>> begin LISTED RECORDS

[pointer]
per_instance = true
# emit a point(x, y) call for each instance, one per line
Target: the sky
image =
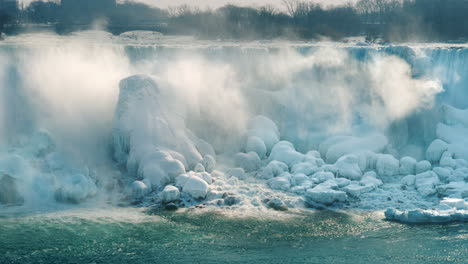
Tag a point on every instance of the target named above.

>> end LISTED RECORDS
>> begin LISTED RECORDS

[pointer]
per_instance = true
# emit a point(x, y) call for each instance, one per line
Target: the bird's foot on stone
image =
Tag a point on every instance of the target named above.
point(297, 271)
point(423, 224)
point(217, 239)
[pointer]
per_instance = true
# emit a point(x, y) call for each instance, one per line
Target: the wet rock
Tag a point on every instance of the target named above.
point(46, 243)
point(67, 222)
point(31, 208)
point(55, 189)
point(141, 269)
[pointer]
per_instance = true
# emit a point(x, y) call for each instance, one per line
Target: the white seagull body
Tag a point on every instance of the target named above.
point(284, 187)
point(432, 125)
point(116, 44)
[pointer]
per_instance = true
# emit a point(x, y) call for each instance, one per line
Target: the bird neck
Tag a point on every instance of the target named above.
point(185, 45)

>> end LISTED RECORDS
>> begin LISTED RECORDS

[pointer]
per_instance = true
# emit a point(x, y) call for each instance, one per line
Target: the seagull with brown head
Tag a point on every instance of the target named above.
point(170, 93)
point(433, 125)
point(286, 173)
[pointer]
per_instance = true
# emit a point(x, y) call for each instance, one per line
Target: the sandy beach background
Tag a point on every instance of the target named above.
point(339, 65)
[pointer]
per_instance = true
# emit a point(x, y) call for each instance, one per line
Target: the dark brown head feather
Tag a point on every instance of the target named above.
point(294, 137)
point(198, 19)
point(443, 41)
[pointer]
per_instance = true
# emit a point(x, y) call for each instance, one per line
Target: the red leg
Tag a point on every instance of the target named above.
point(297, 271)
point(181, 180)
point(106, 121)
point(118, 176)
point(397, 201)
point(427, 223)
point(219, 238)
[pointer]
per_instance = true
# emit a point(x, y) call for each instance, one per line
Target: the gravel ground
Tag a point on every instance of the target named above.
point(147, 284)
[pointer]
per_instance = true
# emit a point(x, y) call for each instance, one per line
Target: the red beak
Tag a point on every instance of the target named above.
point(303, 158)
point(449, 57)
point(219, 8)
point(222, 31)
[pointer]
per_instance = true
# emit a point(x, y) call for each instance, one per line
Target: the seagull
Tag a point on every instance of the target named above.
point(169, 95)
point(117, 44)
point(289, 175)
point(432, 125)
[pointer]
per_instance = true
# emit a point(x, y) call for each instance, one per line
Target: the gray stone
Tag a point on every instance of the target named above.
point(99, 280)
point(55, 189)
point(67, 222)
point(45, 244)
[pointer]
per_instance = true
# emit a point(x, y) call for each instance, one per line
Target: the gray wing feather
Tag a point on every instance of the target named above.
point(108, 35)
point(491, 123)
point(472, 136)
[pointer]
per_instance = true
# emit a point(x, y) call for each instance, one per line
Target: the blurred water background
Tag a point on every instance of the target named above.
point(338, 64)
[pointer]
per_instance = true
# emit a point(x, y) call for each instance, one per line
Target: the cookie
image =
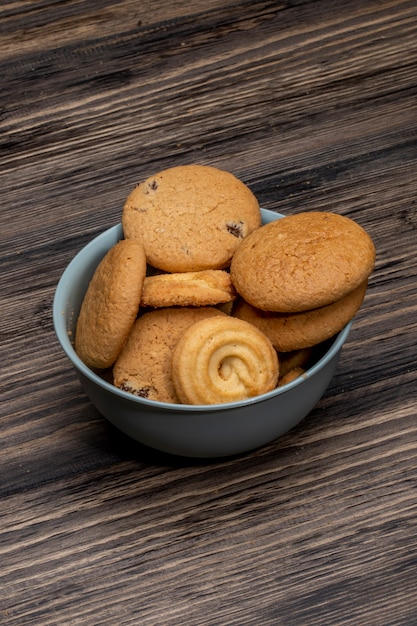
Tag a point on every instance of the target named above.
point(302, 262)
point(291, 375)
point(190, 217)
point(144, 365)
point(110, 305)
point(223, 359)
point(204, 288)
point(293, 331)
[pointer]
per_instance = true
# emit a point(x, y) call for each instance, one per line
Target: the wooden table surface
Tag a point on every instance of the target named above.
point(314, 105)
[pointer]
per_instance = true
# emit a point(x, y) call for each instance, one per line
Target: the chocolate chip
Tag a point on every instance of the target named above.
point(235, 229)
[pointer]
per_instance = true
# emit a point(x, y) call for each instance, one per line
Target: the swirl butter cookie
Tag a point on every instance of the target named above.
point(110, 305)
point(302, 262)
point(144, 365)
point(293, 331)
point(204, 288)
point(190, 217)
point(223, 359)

>> end LISTED RECORDS

→ SET TASK:
Collect every line in the records that contains the string "head", and copy each one out. Treat uppercase and lowercase as different.

→ FULL ANSWER:
Target: the seagull with brown head
Target: the dark brown head feather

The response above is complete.